Nicht nur die musikalischen Talente von Felix Mendelssohn waren erstaunlich, auch als Aquarellist und Zeichner betätigte er sich mit sicherem Geschmack, außerdem zeigte er in lyrischen Gelegenheitswerken und Briefen eine starke sprachliche Begabung. Das materiell gesicherte familiäre Umfeld ermöglichte es dem jungen Künstler, sich auf Kulturreisen durch Europa weiterzubilden und sich von den fremdländischen Eindrücken inspirieren zu lassen.

Die Reise nach Schottland im Sommer 1829 führte erstmals zu musikalischen Anregungen. Dort fand er den Anfang zu seiner Symphonie a-moll, die später als Nr. 3 den Beinamen «Die Schottische» erhielt; und nach dem Besuch auf der Hebriden-Insel Staffa ging ein Schreiben an die Familie in Berlin, in dem Mendelssohn das thematische Grundmaterial der «Hebriden»-Ouverture skizzierte.

Aus diesen Notizen formte Mendelssohn – nach jener zum «Sommernachtstraum» – seine zweite Ouverture, der er ursprünglich den Titel «Die Fingalshöhle» gab und die als «Hebriden»-Ouverture populär wurde. Mendelssohn selber gab seinen Ouverture-Kompositionen die Bezeichnung «Konzert-Ouverture», womit er ausdrücklich ihre Bestimmung definierte: Kein Vorspiel zu einem Musiktheaterwerk, das die Melodien vorwegnimmt, sondern eine konzertante Musik zur Imagination von poetischen Inhalten oder eben Landschaftsbildern. Literarischer Hintergrund der Konzertouverture Nr 2 h-moll op. 26, «Die Hebriden», waren die angeblichen Dichtungen eines altirischen Barden namens Ossian, die aber in Wahrheit stilistisch gelungene Fälschungen des Schotten James McPherson aus der Mitte des 18. Jahrhunderts bildeten. An weiteren Konzertouverturen Mendelssohns entstanden noch «Meeresstille und glückliche Fahrt» über zwei Goethe-Gedichte und «Zum Märchen von der schönen Melusine», einen von Ludwig Tieck neu erzählten Stoff, von dem es auch einen Bilderzyklus von Moritz von Schwind gibt. Reiseeindrücke gingen später auch noch in die «Italienische Symphonie» ein.
•••
▶ AUFGABEN
**1)** Gib den Textabschnitt von „Nicht nur die“ bis „inspirieren zu lassen.“ wortgetreu wieder.
**2)** Stimmen die folgenden Aussagen mit dem Textabschnitt überein? Antworte jeweils mit Ja oder Nein und zitiere die entscheidenden Worte genau. (a) Die Reise nach Schottland fand im Sommer 1829 statt. (b) Die «Hebriden»-Ouverture war Mendelssohns erste Ouverture. (c) Die Dichtungen Ossians stammten tatsächlich von einem altirischen Barden.
**3)** Auf welchen Gedichten beruht laut dem Textabschnitt die Konzertouverture «Meeresstille und glückliche Fahrt»?

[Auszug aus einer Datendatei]
•••
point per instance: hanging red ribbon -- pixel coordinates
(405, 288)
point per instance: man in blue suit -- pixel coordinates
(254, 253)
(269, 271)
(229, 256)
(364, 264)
•••
▶ LÖSUNGEN
**1)**
Nicht nur die musikalischen Talente von Felix Mendelssohn waren erstaunlich, auch als Aquarellist und Zeichner betätigte er sich mit sicherem Geschmack, außerdem zeigte er in lyrischen Gelegenheitswerken und Briefen eine starke sprachliche Begabung. Das materiell gesicherte familiäre Umfeld ermöglichte es dem jungen Künstler, sich auf Kulturreisen durch Europa weiterzubilden und sich von den fremdländischen Eindrücken inspirieren zu lassen.

**2)**
(a) Ja: „Die Reise nach Schottland im Sommer 1829 führte erstmals zu musikalischen Anregungen.“
(b) Nein: „nach jener zum «Sommernachtstraum» – seine zweite Ouverture“
(c) Nein: „die aber in Wahrheit stilistisch gelungene Fälschungen des Schotten James McPherson aus der Mitte des 18. Jahrhunderts bildeten“

**3)** Sie beruht auf zwei Goethe-Gedichten.